## PROBLEM STATEMENT
Each line of the listing must be transcribed exactly, except for the images, which should be excluded.

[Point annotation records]
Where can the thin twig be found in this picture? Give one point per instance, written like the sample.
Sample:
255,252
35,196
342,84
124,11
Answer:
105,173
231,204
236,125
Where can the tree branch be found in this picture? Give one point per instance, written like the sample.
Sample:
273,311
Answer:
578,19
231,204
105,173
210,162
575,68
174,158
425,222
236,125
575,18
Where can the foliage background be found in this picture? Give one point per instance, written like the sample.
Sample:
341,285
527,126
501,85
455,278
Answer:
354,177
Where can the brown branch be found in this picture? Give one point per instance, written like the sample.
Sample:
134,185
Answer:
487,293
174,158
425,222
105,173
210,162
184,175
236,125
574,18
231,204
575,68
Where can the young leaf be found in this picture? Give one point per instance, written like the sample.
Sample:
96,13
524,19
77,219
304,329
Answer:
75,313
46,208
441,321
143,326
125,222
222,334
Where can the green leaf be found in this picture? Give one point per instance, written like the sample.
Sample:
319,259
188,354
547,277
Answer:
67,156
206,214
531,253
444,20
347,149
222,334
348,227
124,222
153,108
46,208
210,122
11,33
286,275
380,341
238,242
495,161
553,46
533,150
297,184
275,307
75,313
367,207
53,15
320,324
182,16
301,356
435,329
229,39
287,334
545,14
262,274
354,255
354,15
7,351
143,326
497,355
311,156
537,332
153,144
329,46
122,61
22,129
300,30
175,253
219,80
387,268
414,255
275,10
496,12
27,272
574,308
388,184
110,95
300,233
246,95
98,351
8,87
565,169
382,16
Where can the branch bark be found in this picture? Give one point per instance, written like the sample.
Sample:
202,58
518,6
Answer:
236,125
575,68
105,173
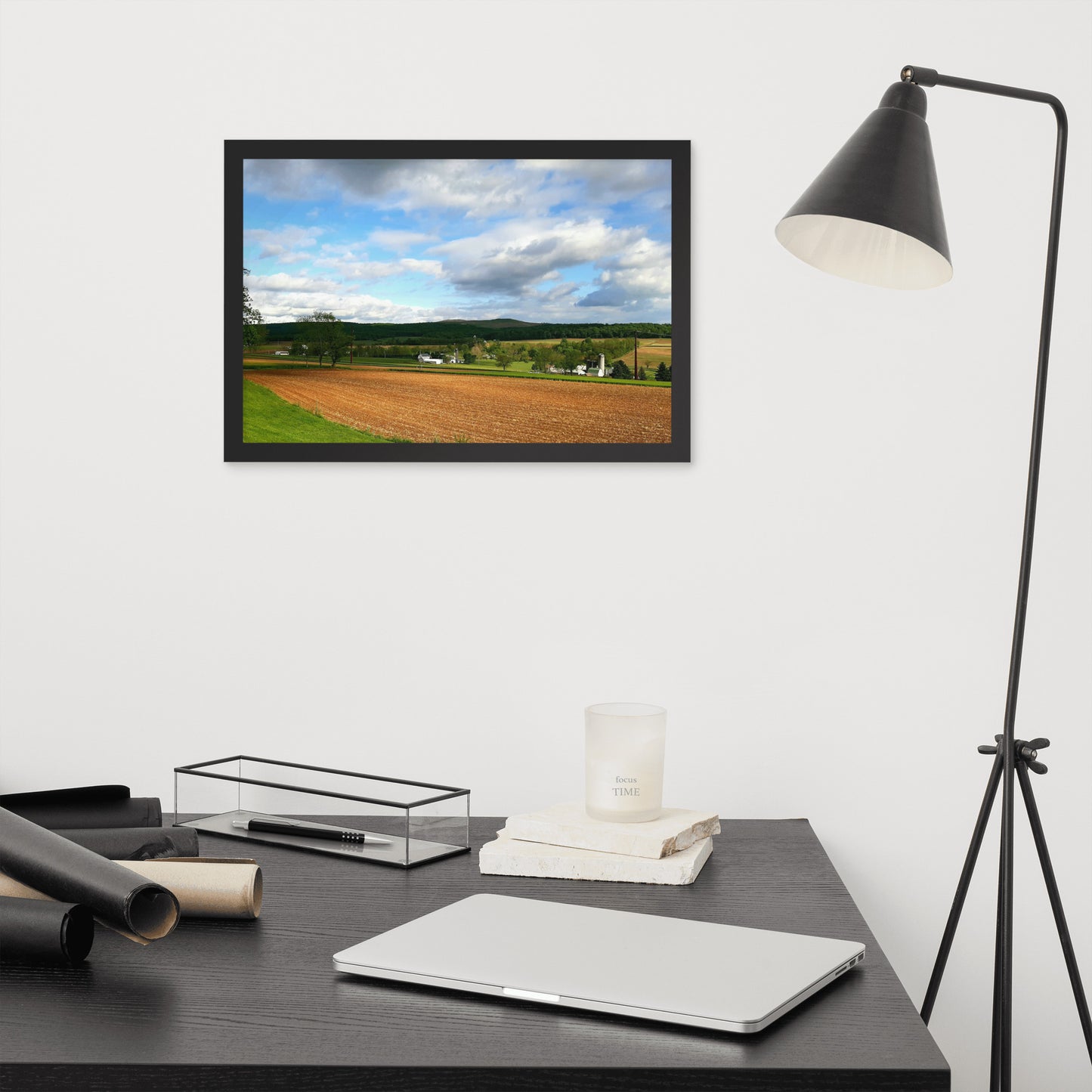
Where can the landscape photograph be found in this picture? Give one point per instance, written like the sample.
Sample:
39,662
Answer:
523,304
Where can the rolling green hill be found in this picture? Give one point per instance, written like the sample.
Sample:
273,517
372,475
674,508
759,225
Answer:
466,331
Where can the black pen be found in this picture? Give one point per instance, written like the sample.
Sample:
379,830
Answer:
308,830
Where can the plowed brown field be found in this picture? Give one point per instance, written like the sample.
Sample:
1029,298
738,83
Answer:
478,409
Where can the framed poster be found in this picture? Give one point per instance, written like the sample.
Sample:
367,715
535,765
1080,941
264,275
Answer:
456,301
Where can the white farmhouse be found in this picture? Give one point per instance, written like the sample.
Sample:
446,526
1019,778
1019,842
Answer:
600,370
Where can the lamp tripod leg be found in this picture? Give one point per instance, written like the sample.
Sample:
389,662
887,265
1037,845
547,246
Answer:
995,1035
961,889
1060,914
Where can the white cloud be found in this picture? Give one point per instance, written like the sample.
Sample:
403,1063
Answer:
476,188
517,255
285,243
400,242
284,282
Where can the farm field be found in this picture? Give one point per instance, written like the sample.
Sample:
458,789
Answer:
424,407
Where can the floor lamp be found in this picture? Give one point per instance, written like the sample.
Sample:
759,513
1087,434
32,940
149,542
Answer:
874,215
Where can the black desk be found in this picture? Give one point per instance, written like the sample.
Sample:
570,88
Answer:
255,1005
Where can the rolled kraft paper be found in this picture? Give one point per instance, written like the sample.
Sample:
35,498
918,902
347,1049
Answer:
208,887
137,843
33,932
204,887
86,806
69,873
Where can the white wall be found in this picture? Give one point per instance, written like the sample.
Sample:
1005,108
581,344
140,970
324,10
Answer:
829,621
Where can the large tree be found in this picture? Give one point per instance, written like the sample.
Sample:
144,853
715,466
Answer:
326,336
252,330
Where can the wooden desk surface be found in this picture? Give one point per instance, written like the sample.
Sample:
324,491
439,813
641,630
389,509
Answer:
255,1005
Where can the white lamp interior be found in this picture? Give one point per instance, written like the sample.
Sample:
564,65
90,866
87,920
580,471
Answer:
861,252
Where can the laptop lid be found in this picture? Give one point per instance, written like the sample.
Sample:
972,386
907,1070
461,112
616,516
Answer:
667,969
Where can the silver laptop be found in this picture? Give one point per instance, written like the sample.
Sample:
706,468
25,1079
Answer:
697,973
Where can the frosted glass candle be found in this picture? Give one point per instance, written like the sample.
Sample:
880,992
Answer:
623,761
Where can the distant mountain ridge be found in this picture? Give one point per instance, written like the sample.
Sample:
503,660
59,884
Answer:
468,331
498,323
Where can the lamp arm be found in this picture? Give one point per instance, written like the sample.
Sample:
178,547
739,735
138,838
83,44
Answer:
1001,1075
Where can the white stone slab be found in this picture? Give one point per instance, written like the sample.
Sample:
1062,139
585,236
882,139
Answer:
568,824
508,856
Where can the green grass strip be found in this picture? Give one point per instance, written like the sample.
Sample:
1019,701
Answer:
268,419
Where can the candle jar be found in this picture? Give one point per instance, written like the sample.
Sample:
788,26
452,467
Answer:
623,761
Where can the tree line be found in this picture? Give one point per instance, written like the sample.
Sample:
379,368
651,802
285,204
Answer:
471,333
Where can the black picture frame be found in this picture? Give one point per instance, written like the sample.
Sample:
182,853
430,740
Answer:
676,151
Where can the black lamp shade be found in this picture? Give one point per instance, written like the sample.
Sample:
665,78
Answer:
874,214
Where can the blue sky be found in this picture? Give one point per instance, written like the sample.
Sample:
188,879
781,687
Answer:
413,240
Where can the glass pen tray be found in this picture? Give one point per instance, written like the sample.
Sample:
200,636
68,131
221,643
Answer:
417,821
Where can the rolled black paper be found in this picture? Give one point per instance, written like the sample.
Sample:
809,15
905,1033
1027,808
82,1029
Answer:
137,843
86,806
69,873
33,930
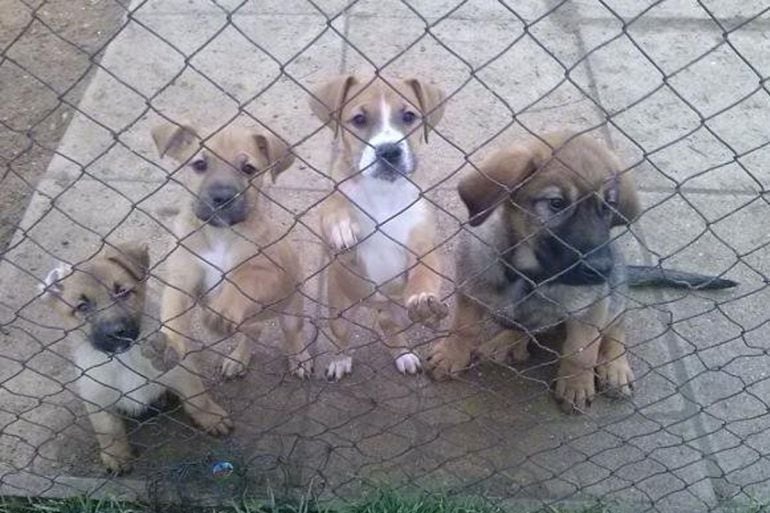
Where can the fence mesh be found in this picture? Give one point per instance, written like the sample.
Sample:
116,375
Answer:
677,89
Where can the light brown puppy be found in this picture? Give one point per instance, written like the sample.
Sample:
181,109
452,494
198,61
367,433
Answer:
539,254
123,359
376,221
229,256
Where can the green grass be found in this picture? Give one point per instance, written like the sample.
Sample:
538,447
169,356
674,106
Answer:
380,503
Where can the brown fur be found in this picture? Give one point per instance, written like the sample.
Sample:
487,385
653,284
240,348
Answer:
261,271
516,180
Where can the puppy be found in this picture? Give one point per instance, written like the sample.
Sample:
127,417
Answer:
539,253
376,221
229,257
123,362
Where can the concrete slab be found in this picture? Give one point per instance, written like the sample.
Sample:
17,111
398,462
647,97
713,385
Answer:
694,434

## REPLY TO THE EXERCISE
Where can the thin twig be found in this picture? Give one point per instance, written like the sample.
Sample:
255,252
35,196
342,84
124,11
Answer:
105,173
231,204
236,125
Where can the tree branch be found in this picture? Give one point per instance, written like the sample.
Sample:
273,311
Answer:
578,19
231,204
105,173
210,162
575,68
174,158
425,222
236,125
575,18
Where can the foliage background be found in this picture? Give one point per instance, written like the sample.
Sample:
341,285
527,126
501,85
455,278
Answer:
354,177
Where can the brown branch be found in this picture? Give one point per instance, written like the sample.
Sample:
134,185
Answer:
487,293
174,158
425,222
105,173
210,162
184,175
236,125
574,18
231,204
575,68
Where can the young leaf be found in this picture? Give one point per instance, written like the sample.
Sample:
96,13
524,19
77,219
304,329
Answer:
75,313
46,208
441,321
143,326
125,222
222,334
Where can the green leaf be found in this picture? Give one point per instance, written like the sample.
Sample:
319,259
188,354
547,277
Answer:
67,156
206,214
531,253
444,20
347,149
222,334
348,227
124,222
153,108
46,208
210,122
11,33
286,275
380,341
238,242
495,161
553,46
533,150
297,184
275,307
75,313
367,207
53,15
320,324
182,16
301,356
435,329
229,39
287,334
545,14
262,274
354,255
354,15
7,351
143,326
497,355
311,156
537,332
153,144
329,46
122,61
22,129
300,30
175,253
219,80
387,268
414,255
275,10
496,12
27,272
574,308
388,184
110,95
300,233
246,95
98,351
8,87
565,169
382,16
Where can the branch bark be found in this picture? Give one point per instance, written like the sample.
Sample:
202,58
518,6
Answer:
236,125
575,68
105,173
Where can the landscape photograph be found in this picture? Give one point per instance, written like the sample.
Sample:
39,662
Answer:
523,304
Where can the rolling green hill be found in this picture? Give one point per instance, written like the sample.
Sample:
273,517
372,475
674,508
759,225
Answer:
466,331
Where can the black pen be found in this picture? Give one point per instance, written like the sample.
Sample:
379,830
Answer:
308,830
Where can the plowed brown field be found in this picture? Give one point per instance, written like the sample.
Sample:
1029,298
738,83
Answer:
478,409
Where can the framed poster be found in this picture? Give one point per instance, written like the sample.
Sample:
367,715
535,765
1080,941
264,275
Answer:
456,301
Where can the white farmhouse be found in this picture? Give one point per instance, written like the sample.
Sample:
446,526
1019,778
1019,842
Answer:
600,370
Where can the lamp tripod leg be found in this picture? Give one point per instance, written like the sample.
Sample:
389,662
887,265
1037,845
547,246
Answer:
995,1035
961,889
1060,914
Where can the white cloud be found in this picture? Give one point per instance, written like the sample.
Sample:
403,1063
Answer:
476,188
517,255
285,243
400,242
284,282
Where can the farm field be found in this picture? Give one point per instance, written like the sample.
Sample:
458,789
Answer:
424,407
Where can the floor lamp be found in this picture? Give one point per instance, written like the sample.
Sample:
759,513
1087,434
32,940
149,542
Answer:
874,215
Where can the black desk be found in this picture? Give one point per instance, written like the sample.
Sample:
570,88
Answer:
255,1005
Where can the rolled kraft paper be found in this picture? Give one point per instance, written like the sample.
Sample:
35,498
918,902
347,1049
Answer:
208,887
137,843
33,932
204,887
86,806
69,873
Where can the white wall be found in this picture? Give one point per instance, written like the sample.
Sample:
1005,108
581,344
140,970
324,10
Answer:
829,621
Where can the large tree be found in this picture? Give one point per instance, written like the sample.
Sample:
144,853
715,466
Answer:
326,336
252,330
Where can the wooden desk surface be found in this picture? Give one point per instance, written like the sample.
Sample:
324,491
439,813
641,630
389,509
Answer:
255,1005
Where can the white lamp interior be found in this picture? Give one point per instance, written like the sample.
Sample:
564,65
90,866
87,920
580,471
Answer:
861,252
Where can the laptop lid be found in this picture? Give one point per instance, written like the sample.
Sample:
972,386
907,1070
461,112
616,516
Answer:
667,969
Where can the silver laptop be found in this picture? Give one point per instance, written like the sample.
Sample:
706,468
25,1079
Answer:
697,973
Where can the frosted glass candle be found in this picture? Give one point per instance, written like the sample.
Sample:
880,992
Answer:
623,761
Where can the distant mountain ridge be found in this picture? Give one point per instance, written like the sample.
Sample:
503,660
59,884
Answer:
468,331
498,323
Where can the lamp arm be found in this picture? Give one point per instance, written like the sample.
Sample:
178,547
739,735
138,838
83,44
Answer:
1001,1075
Where can the white stone slab be found in this picture? Give one point per instance, written like the sample.
Sample:
1062,139
585,236
882,139
Answer:
568,824
508,856
Where can the green grass strip be found in this picture? Give one point per instance, written like the sample.
Sample:
1019,701
Answer:
268,419
Where can the candle jar be found in this picture? Give one point per instance, written like the sample.
Sample:
788,26
452,467
Answer:
623,761
Where can the tree line be found in this picture? Give one point per instance, written like the sample.
Sample:
379,368
651,802
285,204
Answer:
471,333
Where can the black picture frame be found in this picture? Give one point per instance, written like the sample.
Sample:
182,853
430,740
Answer:
676,151
Where can the black lamp shade be found in this picture? Give one point per instance, written like the sample.
Sample:
665,78
Answer:
874,214
Where can the blue sky be found in this picture? Give one point per instance, written like the sample.
Sample:
188,879
781,687
Answer:
413,240
Where can the glass pen tray be found in this picture? Give one point per instance, written like the sample.
Sample:
200,636
68,131
221,643
Answer:
417,821
Where can the rolled black paper be found in this picture? Give one point per instance, written like the sample.
Sample:
809,15
905,1033
1027,808
82,1029
Answer:
137,843
86,806
69,873
33,930
Where can the fence mesh be found in this picture? Give one point per instance, written like the sample.
Sample:
116,375
Answer:
677,89
Where can the light brown puppy be found in this picture? Give one point per instance, written like the sample.
Sample:
181,109
452,494
198,61
367,433
Answer:
539,254
123,359
376,221
229,256
Where can the green grass be found in this picture? Give one point per instance, written like the sample.
Sample:
538,447
169,356
674,106
Answer:
380,503
Where can the brown fur be found in this picture? Give one point per instance, written like the sample.
Sample:
487,385
653,284
240,348
Answer:
261,271
516,180
Where can the puppy be found in this picture? Give one point per instance, written like the sample.
Sample:
127,417
Answer:
539,253
376,221
229,257
123,362
Where can the concrete slab be found in this picture? Give one point per instance, written like the sample.
Sample:
17,111
398,462
647,97
713,385
Answer:
694,434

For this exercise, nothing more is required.